[提示テキスト]
————————

恋愛依存症とは?5つの特徴や原因、苦しさの克服方法を解説

「恋愛中なのに不安や苦しさを感じる……」「自分は恋愛依存症かも?」と悩んでいる人は少なくありません。

相手を優先するあまり自分を犠牲にしてしまう恋愛依存症。苦しい状況は、仕事や趣味を充実させたり、自信を高めたりすることで改善します。まずは、自分が恋愛依存症かどうかを確認しその要因を理解することが必要です。

この記事では、恋愛依存症になりやすい人の特徴や原因、克服するための方法を解説します。ぜひ参考にしてください。

監修者

認定心理士

白髪利恵さん

認定心理士、プロフェッショナル心理カウンセラー、SNSカウンセラー。心療内科・精神科での勤務を経て、これまでに相談を受けてきた件数は3000件以上。現在はSNSカウンセリングや電話相談も含め、幅広い年齢層を対象にカウンセリングに携わる。

目次

恋愛依存症とは

恋愛依存症とは、恋愛関係にある相手の考えや行動を最優先に考え、自分の日常を犠牲にしてしまう状態です。相手との適切な距離を保てず過度に依存し、不安を抱えながら関係を続けてしまうのが特徴です。

また、恋愛関係が崩れ失恋してしまうと無気力になり、相手との関係をなんとか繋ぎとめようと必死になることもあります。

恋愛依存症は医学的に正式な病名ではありませんが、状況によっては自分自身を傷つけたり、友人や家族などの人間関係に影響を与えたりすることもあります。日常生活に支障をきたす場合には別の診断名がつくこともあるため注意が必要です。

恋愛体質との違い

恋愛依存症と恋愛体質は似ているようで大きく異なります。恋愛依存症は、恋愛の相手に過度に執着するため、恋愛がうまくいかないと精神的に不安定になります。たとえば、メールやLINEの返信が遅いと不安になり、嫌われていると恐れて相手に合わせ続けてしまいます。

一方、恋愛体質は恋愛に対して積極的に楽しめるため、恋愛だけに執着しません。依存症は特定の相手に執着し、別れたあとも相手にしがみつく傾向が見られますが、恋愛体質は新しい恋愛で立ち直りやすいことが特徴です。

恋愛依存症と回避依存症の関係性

恋愛依存症と回避依存症は対照的な関係性にあります。恋愛依存症は相手に過度に依存しますが、回避依存症は他人との深い関りを避ける状態です。回避依存症は、深い関係になることを恐れ、恋愛を面倒に感じます。

これらの依存症はお互いに惹かれやすい一方で、関係が泥沼化しやすい傾向にあります。回避依存症の人は相手と深い関係になると距離を置くため、関係が長続きしないことが多いでしょう。

恋愛依存症になりやすい人の特徴

恋愛依存症の人には、相手に合わせすぎたり連絡がないと不安になったりする特徴があります。しかし、自分でも気づかないうちに相手に依存してしまう場合や、恋愛以外の事に集中できず、いつのまにか日常生活に支障をきたす事もあります。

まずは自分の感情を見直し、セルフチェックで恋愛依存症の可能性を確認することが重要です。恋愛依存症になりやすい人の主な5つの特徴を解説します。

————————

[課題一覧]
a - 恋愛依存症の記事から、監修者の肩書きをすべて書き出してください。
b - 恋愛依存症の記事では、監修者がこれまでに受けた相談の件数は何件とされていますか。
c - 恋愛依存症の記事の最後の文のあとから、文章を続けて書いてください。
ここからの行は、恋愛依存症の記事とは関係がありません。

[データ内容]

————————

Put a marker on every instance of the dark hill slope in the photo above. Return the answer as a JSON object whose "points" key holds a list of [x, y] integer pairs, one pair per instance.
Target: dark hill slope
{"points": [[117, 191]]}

————————

[解答]
a - 認定心理士、プロフェッショナル心理カウンセラー、SNSカウンセラー

b - 3000件以上です。

c -
恋愛依存症になりやすい人の主な特徴
  • 生活のすべてを相手に合わせてしまう
  • 相手に見捨てられるのではないかと不安になる
  • 恋人を優先してしまう
  • 恋人や好きな人に頼まれたら断れない
  • 連絡が取れないと不安になる

それぞれの特徴について、詳しく紹介していきます。

生活のすべてを相手に合わせてしまう

恋愛依存症になりやすい人は、生活のすべてを相手に合わせる傾向があります。恋愛中に多少なりとも相手を優先することは自然な心の動きですが、依存症の場合はその傾向が極端に現れます。常に相手中心のライフスタイルになり、自分の意見を抑えてでも相手に合わせてしまいます。

たとえば、友人との約束をキャンセルしたり、仕事よりも相手を優先したりすることもあります。さらに、相手の影響で服装やメイクを変えるケースも見られます。恋愛依存症では、相手の期待に応えようとするあまり、自分の生活が完全に相手に支配されてしまうのです。

相手に見捨てられるのではないかと不安になる

恋愛依存の傾向がある人は相手に見捨てられることに対する不安が強く、相手のささいな変化にも過敏に反応します。相手が普段と違う言動をすると、「見捨てられているかも」と心配になり、機嫌を取ったり無理な要求に応じたりします。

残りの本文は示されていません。